WHAT YOU SHOULD DO – Reproduce all of the material below line by line, without changing a single character.

SOURCE MATERIAL –

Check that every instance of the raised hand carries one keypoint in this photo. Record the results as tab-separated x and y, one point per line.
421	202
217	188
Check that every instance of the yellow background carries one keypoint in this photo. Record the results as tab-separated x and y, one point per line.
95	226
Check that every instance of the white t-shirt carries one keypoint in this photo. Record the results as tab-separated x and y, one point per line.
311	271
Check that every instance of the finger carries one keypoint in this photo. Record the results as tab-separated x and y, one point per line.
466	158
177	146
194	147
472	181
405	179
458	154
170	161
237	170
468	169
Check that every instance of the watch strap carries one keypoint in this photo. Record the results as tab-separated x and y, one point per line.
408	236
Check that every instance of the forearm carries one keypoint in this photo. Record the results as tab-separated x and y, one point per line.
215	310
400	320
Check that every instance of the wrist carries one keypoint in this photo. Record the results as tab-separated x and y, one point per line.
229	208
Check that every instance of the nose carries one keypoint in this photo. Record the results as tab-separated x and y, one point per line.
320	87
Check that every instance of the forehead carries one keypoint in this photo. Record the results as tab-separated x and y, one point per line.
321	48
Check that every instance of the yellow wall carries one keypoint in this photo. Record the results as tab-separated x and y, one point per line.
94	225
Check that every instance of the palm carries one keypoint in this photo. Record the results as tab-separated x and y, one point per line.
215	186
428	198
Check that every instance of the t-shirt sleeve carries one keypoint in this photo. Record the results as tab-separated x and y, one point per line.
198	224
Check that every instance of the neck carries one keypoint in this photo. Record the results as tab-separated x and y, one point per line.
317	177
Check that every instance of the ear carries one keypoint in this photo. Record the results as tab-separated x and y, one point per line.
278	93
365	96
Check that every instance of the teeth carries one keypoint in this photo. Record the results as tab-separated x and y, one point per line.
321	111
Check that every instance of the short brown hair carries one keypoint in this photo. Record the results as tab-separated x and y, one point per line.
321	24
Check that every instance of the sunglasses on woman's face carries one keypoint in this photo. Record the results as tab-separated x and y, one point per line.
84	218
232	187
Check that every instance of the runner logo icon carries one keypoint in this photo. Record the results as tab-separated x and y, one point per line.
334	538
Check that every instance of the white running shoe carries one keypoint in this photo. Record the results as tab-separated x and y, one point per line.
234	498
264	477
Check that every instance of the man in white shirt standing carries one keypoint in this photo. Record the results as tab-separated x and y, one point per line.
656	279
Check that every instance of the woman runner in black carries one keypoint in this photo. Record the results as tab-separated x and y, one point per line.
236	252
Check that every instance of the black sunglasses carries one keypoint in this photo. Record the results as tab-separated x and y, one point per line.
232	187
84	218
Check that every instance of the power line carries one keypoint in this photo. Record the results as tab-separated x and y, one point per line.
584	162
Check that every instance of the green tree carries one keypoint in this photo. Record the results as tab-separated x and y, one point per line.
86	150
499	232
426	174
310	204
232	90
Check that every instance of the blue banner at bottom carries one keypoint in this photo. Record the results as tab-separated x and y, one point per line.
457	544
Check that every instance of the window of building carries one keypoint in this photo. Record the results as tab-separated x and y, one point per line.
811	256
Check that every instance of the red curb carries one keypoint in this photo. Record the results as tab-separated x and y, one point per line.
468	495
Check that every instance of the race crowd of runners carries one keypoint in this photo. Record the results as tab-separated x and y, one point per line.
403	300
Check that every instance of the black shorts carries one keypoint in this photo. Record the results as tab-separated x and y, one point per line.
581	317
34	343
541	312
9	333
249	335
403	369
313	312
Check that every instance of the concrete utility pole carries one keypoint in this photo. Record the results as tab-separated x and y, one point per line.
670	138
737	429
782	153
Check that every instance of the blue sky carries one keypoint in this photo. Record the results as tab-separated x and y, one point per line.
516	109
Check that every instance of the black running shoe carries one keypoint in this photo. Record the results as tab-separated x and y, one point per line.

FULL ANSWER –
Check that every instance of the raised hand carries one keypoint in this photo. Record the results as tab-separated x and y, one point per line.
421	202
217	188
Check that every instance of the yellow background carries one keypoint in this photo. Record the results as tab-separated x and y, one point per line.
95	226
Check that every instance of the white t-shirt carries one keypoint in this photo. Record the results as tab-separated x and y, one point per line.
311	271
Check that every instance of the finger carries one keypoint in this photo. Record the results as tab-separated x and y, one point per line.
466	158
177	146
194	147
472	181
405	179
458	154
170	161
237	170
468	169
Check that every instance of the watch strap carries one keypoint in this photo. Record the results as tab-separated x and y, one point per line.
408	236
Check that every instance of the forearm carries one keypoint in this photo. Record the results as tab-separated x and y, one point per line.
215	310
400	320
Check that every instance of the wrist carries one keypoint in this photo. Record the results as tab-separated x and y, one point per line.
229	208
Check that every instance of the nose carries one keypoint in this photo. Record the results as tab-separated x and y, one point per line.
320	87
Check that every instance of the forehead carries one keypoint in this photo. Record the results as tab-separated x and y, one point per line.
321	48
Check that every instance of the yellow wall carries one keypoint in this photo. Record the results as tab-separated x and y, one point per line.
94	225
Check that every instance of the palm carries one keypoint in this photo. Record the results as tab-separated x and y, one point per line.
215	186
428	198
Check that every instance of the t-shirt sleeve carries one keypoint in this photo. Record the results as tab-separated x and y, one point per line.
198	224
Check that every instance of the neck carries one keypoint in this photo. Record the results as tab-separated x and y, one point per line.
317	177
Check that every instance of the ear carries one keypoint in this photo. Record the results as tab-separated x and y, one point per line.
278	93
365	96
Check that every instance of the teeth carries one keypoint in this photo. Record the results as tab-separated x and y, one point per line.
321	111
Check that every instance of the short brown hair carries one keypoint in this photo. Record the results as tab-separated x and y, one point per line.
321	24
Check that every instance of the sunglasses on woman's face carries one keypoint in this photo. Record the results as tab-separated x and y, one point per line.
84	218
232	187
Check that every instance of the runner logo icon carries one keypoint in this photo. Record the results as tab-separated x and y, one point per line.
334	538
Check that every instance of the white running shoe carries one keypoint in this photo. Record the results as tab-separated x and y, one point per line.
234	498
264	477
Check that every instance of the man in white shirt standing carries one keypoint in this photo. Record the results as tab-separated x and y, one point per line.
656	279
Check that every instance of the woman runner in black carries one keypoint in this photo. Record the results as tab-separated x and y, one point per line.
236	252
Check that every instance of the black sunglasses carries one keypoint in this photo. Record the results as tab-separated x and y, one point per line.
232	187
84	218
Check that every instance of the power line carries one keypoint in this photo. Record the results as tab-separated x and y, one point per line.
584	162
Check that every instance of the green tree carries one keypoint in this photo. Record the results as tab-separated x and y, one point per line.
86	150
499	232
426	174
310	204
232	90
Check that every instance of the blue banner at bottom carries one keypoint in this photo. Record the results as tab-separated x and y, one point per line.
457	544
Check that every instance of the window of building carries one keypoint in this photo. Record the results as tab-separated x and y, one point per line.
811	256
Check that every instance of the red curb carries one keypoint in this photo. Record the results as tab-separated x and y, one point per line.
468	495
Check that every instance of the race crowd of runners carries one keypoint in this photo. Record the results as tab-separated x and y, one point per line.
403	300
Check that every instance of the black shorts carries one keypoint in this photo. Record the results as tab-separated x and y, one point per line.
581	317
34	343
541	312
9	333
249	335
403	369
313	312
Check that every instance of the concrete utility pole carries one keypoint in this photo. Record the results as tab-separated x and y, one point per line.
670	138
737	429
782	153
Check that every instance of the blue sky carries one keypoint in this photo. Record the results as tab-separated x and y, one point per line.
516	109
Check that every instance of the black running shoe carries one keypoint in this photo. Record the results as tab-separated x and y, one point per line.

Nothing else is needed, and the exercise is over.